◆ Task prompt
The data below should be restated word for word, pictures omitted.

Referring expression pointing data
- - - - -

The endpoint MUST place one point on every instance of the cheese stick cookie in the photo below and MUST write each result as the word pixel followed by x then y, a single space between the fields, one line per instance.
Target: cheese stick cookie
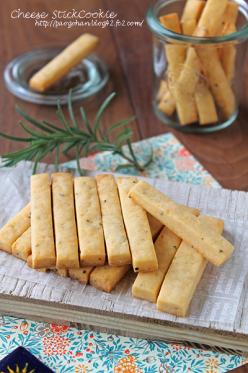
pixel 217 79
pixel 106 278
pixel 60 272
pixel 82 274
pixel 205 103
pixel 64 221
pixel 117 245
pixel 42 237
pixel 211 18
pixel 144 258
pixel 29 261
pixel 184 275
pixel 191 14
pixel 215 248
pixel 21 248
pixel 175 55
pixel 63 62
pixel 203 98
pixel 155 225
pixel 14 228
pixel 147 285
pixel 89 222
pixel 228 52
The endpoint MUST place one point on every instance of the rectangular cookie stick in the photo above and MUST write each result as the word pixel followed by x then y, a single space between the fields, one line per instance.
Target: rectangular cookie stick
pixel 59 66
pixel 184 275
pixel 21 248
pixel 89 222
pixel 215 248
pixel 147 285
pixel 191 14
pixel 42 237
pixel 14 228
pixel 155 225
pixel 144 258
pixel 106 278
pixel 175 55
pixel 82 274
pixel 65 228
pixel 117 245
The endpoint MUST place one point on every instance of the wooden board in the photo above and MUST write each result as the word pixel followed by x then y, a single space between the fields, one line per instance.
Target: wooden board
pixel 218 314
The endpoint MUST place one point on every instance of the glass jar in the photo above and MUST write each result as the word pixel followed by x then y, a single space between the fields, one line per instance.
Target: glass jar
pixel 197 79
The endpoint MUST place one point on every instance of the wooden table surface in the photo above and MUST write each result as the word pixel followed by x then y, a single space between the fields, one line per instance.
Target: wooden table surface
pixel 128 53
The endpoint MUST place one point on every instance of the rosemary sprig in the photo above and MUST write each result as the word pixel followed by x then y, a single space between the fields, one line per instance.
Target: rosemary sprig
pixel 44 137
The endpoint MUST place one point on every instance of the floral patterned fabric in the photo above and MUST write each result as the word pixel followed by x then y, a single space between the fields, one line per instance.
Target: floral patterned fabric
pixel 66 349
pixel 171 161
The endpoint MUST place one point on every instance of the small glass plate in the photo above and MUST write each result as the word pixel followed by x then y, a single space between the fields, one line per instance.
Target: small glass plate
pixel 85 79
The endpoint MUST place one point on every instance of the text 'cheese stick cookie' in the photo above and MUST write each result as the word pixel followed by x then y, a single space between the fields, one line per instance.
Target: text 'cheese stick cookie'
pixel 63 62
pixel 42 237
pixel 14 228
pixel 64 221
pixel 144 258
pixel 184 275
pixel 89 222
pixel 106 278
pixel 215 248
pixel 117 245
pixel 21 248
pixel 147 285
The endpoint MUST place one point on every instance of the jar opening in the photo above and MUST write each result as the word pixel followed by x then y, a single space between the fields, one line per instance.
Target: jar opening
pixel 160 31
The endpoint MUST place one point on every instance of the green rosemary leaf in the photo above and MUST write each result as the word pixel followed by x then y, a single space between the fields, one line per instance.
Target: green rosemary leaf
pixel 31 132
pixel 57 153
pixel 32 121
pixel 78 161
pixel 124 136
pixel 101 111
pixel 68 146
pixel 15 138
pixel 51 125
pixel 87 139
pixel 70 109
pixel 131 150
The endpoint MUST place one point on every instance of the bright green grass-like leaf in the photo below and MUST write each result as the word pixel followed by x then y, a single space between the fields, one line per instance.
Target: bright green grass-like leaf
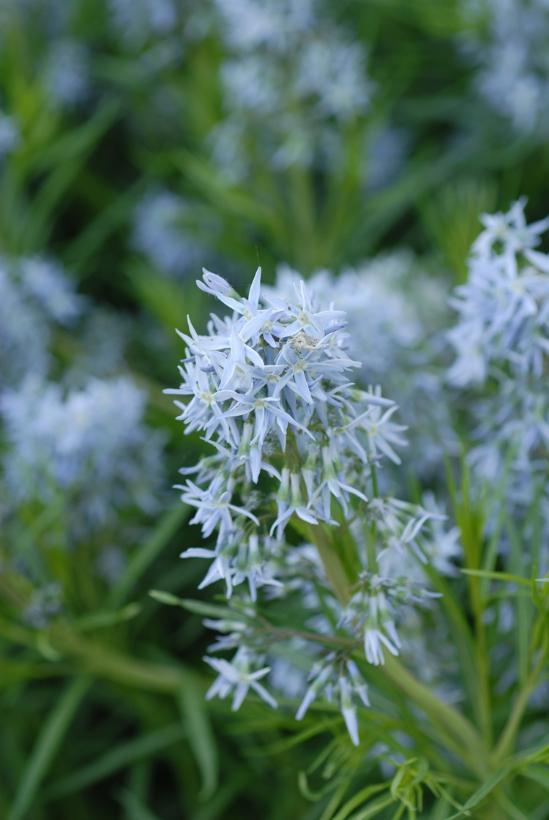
pixel 118 758
pixel 143 557
pixel 48 743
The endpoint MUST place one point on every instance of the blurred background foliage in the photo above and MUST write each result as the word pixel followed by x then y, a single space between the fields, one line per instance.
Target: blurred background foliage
pixel 139 141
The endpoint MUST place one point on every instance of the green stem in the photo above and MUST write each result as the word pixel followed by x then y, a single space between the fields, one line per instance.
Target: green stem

- - - - -

◆ Reply
The endpoint MUST place one point on every instance of the cheese stick cookie in the photo below and MUST write each result as the word pixel followed by x then y, a single space between the fields, one line per instance.
Target: cheese stick cookie
pixel 217 79
pixel 106 278
pixel 60 272
pixel 82 274
pixel 205 103
pixel 64 221
pixel 117 245
pixel 42 237
pixel 211 18
pixel 144 258
pixel 29 261
pixel 184 275
pixel 191 14
pixel 215 248
pixel 21 248
pixel 175 55
pixel 63 62
pixel 203 98
pixel 155 225
pixel 14 228
pixel 147 285
pixel 89 222
pixel 228 52
The endpoint MUST place one point on every instance of the rectangular cookie stick in the photo above and MUST write each result as the word pixel followed by x then y, a single space between the fields, one line per instance.
Target: rectangular cookie stick
pixel 59 66
pixel 184 275
pixel 21 248
pixel 89 222
pixel 215 248
pixel 147 285
pixel 191 14
pixel 42 237
pixel 14 228
pixel 155 225
pixel 144 258
pixel 106 278
pixel 175 55
pixel 82 274
pixel 65 228
pixel 117 245
The endpoint MUST place one point on every instance of the wooden board in the photo above and MUST write each result as the word pixel followed by x then y, a single space between the fields, one line per instance.
Target: wooden board
pixel 218 314
The endpoint MUST place one point on every instance of the glass jar in the photo above and MUST write each result as the word pixel followed by x then y, a single space between the fields, one line per instance.
Target: glass jar
pixel 197 79
The endpoint MUST place one point on every instance of the wooden table surface in the photo above and MUST write each result as the word pixel followed by x then y, a single space between the fields, one line per instance.
Target: wooden table surface
pixel 128 53
The endpoint MUST place one point on every instance of the rosemary sprig in the photo above and MUST write each result as the word pixel followed by x then y, a single space between the fields, one line per instance.
Target: rosemary sprig
pixel 44 137
The endpoint MUST place one point on every instance of the floral patterned fabric in the photo above and MUST write each result as the word pixel followed by x then y, a single space between the fields, one line per instance.
Target: floral patterned fabric
pixel 66 349
pixel 171 161
The endpoint MUST place one point on every instance of the small glass plate in the photo above and MUST write each result as the word pixel followed by x then y, a single space between the fields, one line per instance.
Target: small glass plate
pixel 85 79
The endpoint MUST place one point on every instance of the text 'cheese stick cookie' in the photo above and MUST write each result as the word pixel followed by x then y, a single space between the fields, one line per instance.
Target: text 'cheese stick cookie'
pixel 63 62
pixel 42 237
pixel 14 228
pixel 64 221
pixel 144 258
pixel 184 275
pixel 89 222
pixel 106 278
pixel 215 248
pixel 117 245
pixel 21 248
pixel 147 285
The endpoint MUST place one point on every instance of the jar opening in the photo above and MUST write each result as the word pixel followed by x then y, a single space between the fields, one line per instance.
Target: jar opening
pixel 160 31
The endpoint MUST place one point on every instance of the green rosemary leaf in the photo above and MUST write each result as the word pixel followed by x then y, a single space between the fields, one line per instance.
Target: green rosemary leaf
pixel 31 132
pixel 57 153
pixel 32 121
pixel 78 161
pixel 124 136
pixel 101 111
pixel 68 146
pixel 15 138
pixel 51 125
pixel 87 139
pixel 70 109
pixel 131 150
The endpoint MUST place one point on every instance of the bright green grass-like leaf in the photo below and MUST write each result as the word pixel followed by x then y, a single space between the fields, one line per instance.
Target: bright green grass-like leaf
pixel 118 758
pixel 143 557
pixel 48 743
The endpoint MUST place one point on every instance of the blurred background foliage in the photo above and MUST write each result as the word pixel followed by x then y, a single space between the fields, one line per instance.
Target: blurred background foliage
pixel 139 141
The endpoint MUST place one point on every instance of the green stem in the photo above and MUST write each result as the word pixel followed by x then y, a single space between the fields, one line per instance.
Target: green stem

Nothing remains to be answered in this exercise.